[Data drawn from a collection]
+++
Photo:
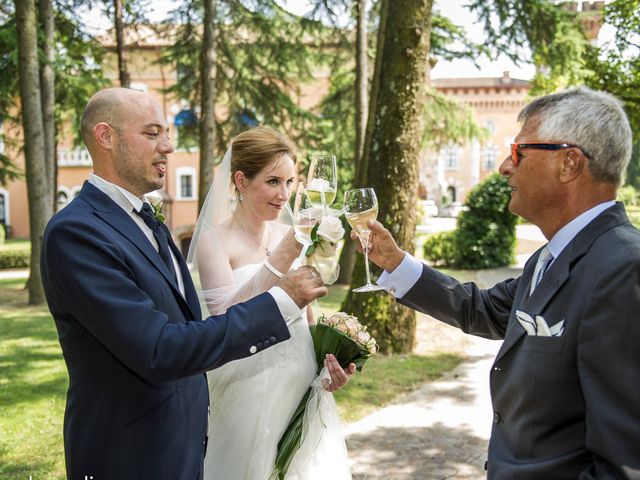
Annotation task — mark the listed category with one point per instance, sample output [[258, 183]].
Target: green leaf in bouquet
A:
[[290, 441]]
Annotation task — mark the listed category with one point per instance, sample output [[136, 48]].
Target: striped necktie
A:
[[161, 233], [544, 259]]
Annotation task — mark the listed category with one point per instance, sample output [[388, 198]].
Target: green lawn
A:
[[33, 382], [15, 244]]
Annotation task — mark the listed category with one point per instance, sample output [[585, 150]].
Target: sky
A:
[[453, 9]]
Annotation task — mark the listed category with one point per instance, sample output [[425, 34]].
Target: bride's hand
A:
[[339, 376]]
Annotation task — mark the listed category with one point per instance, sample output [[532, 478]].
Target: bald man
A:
[[129, 319]]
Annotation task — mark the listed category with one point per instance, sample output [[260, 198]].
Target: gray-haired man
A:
[[564, 384]]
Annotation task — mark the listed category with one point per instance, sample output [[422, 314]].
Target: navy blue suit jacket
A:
[[135, 348]]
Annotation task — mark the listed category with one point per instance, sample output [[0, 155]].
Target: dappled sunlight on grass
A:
[[34, 382]]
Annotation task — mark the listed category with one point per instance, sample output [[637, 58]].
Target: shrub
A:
[[439, 248], [15, 257], [629, 196], [485, 236]]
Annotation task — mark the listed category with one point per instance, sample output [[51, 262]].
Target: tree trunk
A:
[[207, 102], [47, 84], [348, 254], [362, 66], [34, 146], [123, 74], [393, 149]]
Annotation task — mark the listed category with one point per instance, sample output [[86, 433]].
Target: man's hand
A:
[[339, 376], [303, 285], [383, 249]]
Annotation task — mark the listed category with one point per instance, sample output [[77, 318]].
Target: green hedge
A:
[[15, 257], [486, 232]]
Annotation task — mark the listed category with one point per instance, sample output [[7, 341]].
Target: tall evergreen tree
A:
[[33, 131], [396, 121], [47, 90], [207, 101]]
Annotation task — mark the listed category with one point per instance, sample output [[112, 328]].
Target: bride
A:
[[239, 250]]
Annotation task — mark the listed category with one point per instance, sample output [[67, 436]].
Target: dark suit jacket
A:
[[135, 349], [564, 407]]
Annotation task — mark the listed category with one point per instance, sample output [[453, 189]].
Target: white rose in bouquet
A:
[[330, 229]]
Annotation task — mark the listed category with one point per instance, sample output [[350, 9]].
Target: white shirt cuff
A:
[[403, 278], [288, 308]]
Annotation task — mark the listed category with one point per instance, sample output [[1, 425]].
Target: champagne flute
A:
[[322, 180], [361, 205]]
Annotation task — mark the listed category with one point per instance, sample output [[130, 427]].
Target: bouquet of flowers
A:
[[346, 338]]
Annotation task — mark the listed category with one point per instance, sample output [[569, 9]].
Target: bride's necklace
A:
[[266, 249]]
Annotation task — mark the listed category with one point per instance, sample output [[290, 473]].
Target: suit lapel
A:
[[189, 288], [557, 275]]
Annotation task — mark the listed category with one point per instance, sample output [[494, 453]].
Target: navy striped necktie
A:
[[161, 234]]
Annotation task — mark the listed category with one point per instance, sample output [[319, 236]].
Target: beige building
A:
[[446, 176], [179, 194]]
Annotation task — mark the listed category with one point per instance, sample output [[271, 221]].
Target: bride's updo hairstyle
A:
[[254, 149]]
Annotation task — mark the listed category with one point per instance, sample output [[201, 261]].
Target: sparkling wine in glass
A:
[[305, 215], [361, 205], [322, 180]]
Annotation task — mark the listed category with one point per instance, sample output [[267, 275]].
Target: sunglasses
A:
[[515, 149]]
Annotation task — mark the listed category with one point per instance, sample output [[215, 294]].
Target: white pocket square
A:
[[538, 326]]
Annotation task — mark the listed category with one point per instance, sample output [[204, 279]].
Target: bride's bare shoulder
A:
[[214, 235]]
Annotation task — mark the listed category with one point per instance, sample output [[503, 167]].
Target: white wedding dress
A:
[[252, 401]]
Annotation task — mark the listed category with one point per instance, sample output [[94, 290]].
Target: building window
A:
[[64, 197], [451, 194], [451, 155], [489, 157], [186, 183], [490, 125]]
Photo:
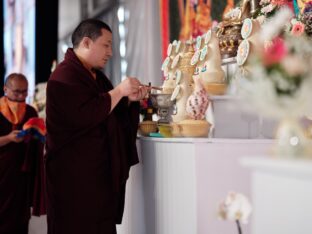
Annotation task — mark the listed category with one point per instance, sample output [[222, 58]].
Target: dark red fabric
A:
[[21, 177], [89, 150]]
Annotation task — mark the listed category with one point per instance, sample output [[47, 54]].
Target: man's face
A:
[[16, 90], [101, 50]]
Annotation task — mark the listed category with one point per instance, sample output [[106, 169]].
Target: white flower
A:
[[235, 207], [272, 27], [267, 9], [261, 19]]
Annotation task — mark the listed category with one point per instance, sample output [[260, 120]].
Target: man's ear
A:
[[85, 42]]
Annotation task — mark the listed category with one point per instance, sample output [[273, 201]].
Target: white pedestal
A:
[[186, 178], [281, 195]]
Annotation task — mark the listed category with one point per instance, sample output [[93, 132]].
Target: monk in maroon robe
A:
[[91, 136], [20, 175]]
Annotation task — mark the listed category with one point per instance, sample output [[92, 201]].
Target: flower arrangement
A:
[[235, 207], [278, 83], [280, 79], [269, 7]]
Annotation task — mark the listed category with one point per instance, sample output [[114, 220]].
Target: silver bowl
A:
[[161, 100]]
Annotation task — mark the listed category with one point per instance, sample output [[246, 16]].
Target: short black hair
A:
[[88, 28], [12, 76]]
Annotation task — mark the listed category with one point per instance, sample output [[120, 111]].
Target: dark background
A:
[[46, 39]]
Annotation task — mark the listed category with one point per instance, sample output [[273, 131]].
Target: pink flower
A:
[[280, 2], [297, 29], [274, 52]]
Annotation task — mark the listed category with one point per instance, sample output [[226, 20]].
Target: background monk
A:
[[91, 136], [19, 160]]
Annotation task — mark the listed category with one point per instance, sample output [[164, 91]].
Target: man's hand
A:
[[12, 136], [140, 94]]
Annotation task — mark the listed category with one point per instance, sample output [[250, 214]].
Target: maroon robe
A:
[[89, 150], [20, 179]]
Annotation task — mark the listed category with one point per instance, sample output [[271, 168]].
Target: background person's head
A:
[[92, 42], [16, 87]]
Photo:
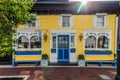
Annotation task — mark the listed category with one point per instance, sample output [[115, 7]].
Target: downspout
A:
[[116, 35]]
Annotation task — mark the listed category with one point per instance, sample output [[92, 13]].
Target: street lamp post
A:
[[117, 77]]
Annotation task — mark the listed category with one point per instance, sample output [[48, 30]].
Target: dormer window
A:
[[66, 21], [33, 24], [100, 20]]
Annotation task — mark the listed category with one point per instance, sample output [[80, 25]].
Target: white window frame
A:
[[96, 33], [28, 35], [36, 23], [105, 20], [61, 21]]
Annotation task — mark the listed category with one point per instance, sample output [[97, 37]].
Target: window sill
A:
[[28, 52], [96, 52]]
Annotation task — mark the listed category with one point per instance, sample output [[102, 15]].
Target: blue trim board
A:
[[37, 62], [97, 52], [73, 50], [29, 53], [53, 50], [114, 64]]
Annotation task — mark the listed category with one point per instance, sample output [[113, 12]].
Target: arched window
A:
[[103, 42], [23, 42], [90, 42], [35, 42]]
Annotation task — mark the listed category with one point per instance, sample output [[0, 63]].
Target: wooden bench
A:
[[21, 57], [100, 63]]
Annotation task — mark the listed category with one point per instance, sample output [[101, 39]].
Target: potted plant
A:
[[81, 60], [44, 61]]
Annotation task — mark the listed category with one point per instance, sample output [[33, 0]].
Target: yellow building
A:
[[64, 34]]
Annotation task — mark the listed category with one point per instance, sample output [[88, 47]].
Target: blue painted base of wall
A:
[[97, 52], [14, 63], [114, 64], [29, 53]]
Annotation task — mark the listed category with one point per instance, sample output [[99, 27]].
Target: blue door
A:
[[63, 48]]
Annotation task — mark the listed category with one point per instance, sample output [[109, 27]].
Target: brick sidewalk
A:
[[60, 73]]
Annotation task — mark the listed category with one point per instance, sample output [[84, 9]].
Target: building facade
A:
[[63, 34]]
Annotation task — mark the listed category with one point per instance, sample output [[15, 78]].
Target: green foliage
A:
[[81, 57], [12, 13], [45, 56]]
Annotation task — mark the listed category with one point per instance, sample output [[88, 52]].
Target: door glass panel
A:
[[63, 42]]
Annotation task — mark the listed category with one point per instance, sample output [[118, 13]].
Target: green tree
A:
[[12, 13]]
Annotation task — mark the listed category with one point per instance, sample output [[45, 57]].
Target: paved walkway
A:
[[60, 73]]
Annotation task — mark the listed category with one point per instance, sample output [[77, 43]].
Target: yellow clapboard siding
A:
[[81, 23], [24, 57]]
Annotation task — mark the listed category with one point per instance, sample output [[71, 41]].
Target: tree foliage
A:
[[12, 13]]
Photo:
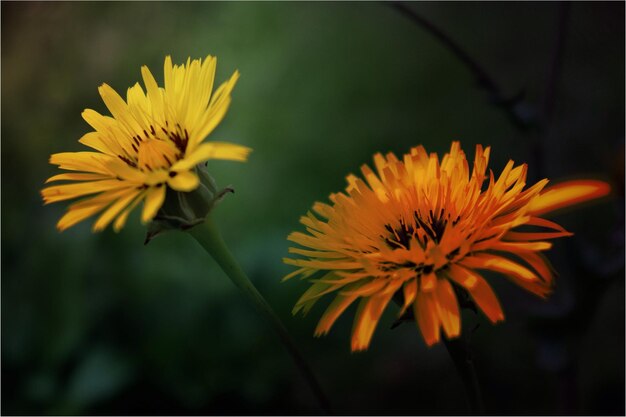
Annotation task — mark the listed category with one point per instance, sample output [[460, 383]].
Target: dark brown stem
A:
[[460, 352], [553, 74], [510, 105]]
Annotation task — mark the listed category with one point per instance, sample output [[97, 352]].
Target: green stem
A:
[[211, 240], [461, 355]]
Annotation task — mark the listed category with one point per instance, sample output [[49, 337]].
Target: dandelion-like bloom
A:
[[153, 142], [420, 227]]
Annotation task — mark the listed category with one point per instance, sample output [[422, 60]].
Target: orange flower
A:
[[419, 228]]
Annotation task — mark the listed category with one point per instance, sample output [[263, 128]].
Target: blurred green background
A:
[[100, 324]]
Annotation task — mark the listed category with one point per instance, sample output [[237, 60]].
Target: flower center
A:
[[424, 228], [155, 154]]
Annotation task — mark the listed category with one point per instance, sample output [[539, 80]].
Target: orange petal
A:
[[427, 318], [480, 291], [448, 308], [370, 310], [500, 264], [334, 310], [410, 292], [568, 193]]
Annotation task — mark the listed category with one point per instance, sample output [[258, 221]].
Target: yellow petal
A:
[[114, 209], [76, 177], [153, 202], [183, 181], [567, 194], [213, 150]]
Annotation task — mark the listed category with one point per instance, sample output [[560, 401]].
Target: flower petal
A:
[[153, 202], [480, 291], [427, 317], [183, 181], [448, 309], [213, 150], [370, 310], [568, 193], [332, 313]]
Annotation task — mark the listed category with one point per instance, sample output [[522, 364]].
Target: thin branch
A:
[[510, 105], [554, 71], [556, 65]]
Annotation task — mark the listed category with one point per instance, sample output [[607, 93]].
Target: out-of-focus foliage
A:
[[102, 324]]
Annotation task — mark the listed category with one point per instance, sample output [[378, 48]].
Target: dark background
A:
[[100, 324]]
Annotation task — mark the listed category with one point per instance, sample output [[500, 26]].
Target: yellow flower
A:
[[421, 227], [153, 142]]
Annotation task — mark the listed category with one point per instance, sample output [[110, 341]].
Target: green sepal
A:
[[183, 210]]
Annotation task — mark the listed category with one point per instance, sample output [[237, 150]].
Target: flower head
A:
[[421, 229], [152, 143]]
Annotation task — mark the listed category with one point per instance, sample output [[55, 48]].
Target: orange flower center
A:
[[155, 154]]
+++
Instructions for the task
Rewrite everything in the data above, from the line containing "output [[94, 290]]." down to the line containing "[[91, 136], [20, 175]]", as a numbered list with blank lines skipped. Leave the pictures out of the answer.

Task solution
1. Annotation task — mark the listed category with one point per instance, sample output [[94, 290]].
2. Target: building window
3. A:
4. [[64, 197], [451, 194], [451, 155], [489, 157], [186, 183], [490, 125]]
5. Photo:
6. Annotation task — mark the listed category with one point per instance, sample output [[222, 58]].
7. Target: dark red fabric
8. A:
9. [[21, 177], [89, 150]]
10. Annotation task — mark the listed category with one point per instance, sample output [[47, 54]].
11. Target: man's face
12. A:
13. [[16, 90], [101, 50]]
14. Annotation task — mark the listed category with one point per instance, sample output [[106, 169]].
15. Target: white flower
16. A:
17. [[235, 207], [272, 27], [267, 9], [261, 19]]
18. Annotation task — mark the listed category with one point per instance, sample output [[260, 120]].
19. Target: man's ear
20. A:
21. [[85, 42]]
22. Annotation task — mark the listed category with one point per instance, sample output [[273, 201]].
23. Target: white pedestal
24. A:
25. [[186, 178], [281, 195]]
26. Annotation task — mark the listed category with one point per instance, sample output [[93, 132]].
27. Target: monk in maroon robe
28. A:
29. [[91, 136], [20, 175]]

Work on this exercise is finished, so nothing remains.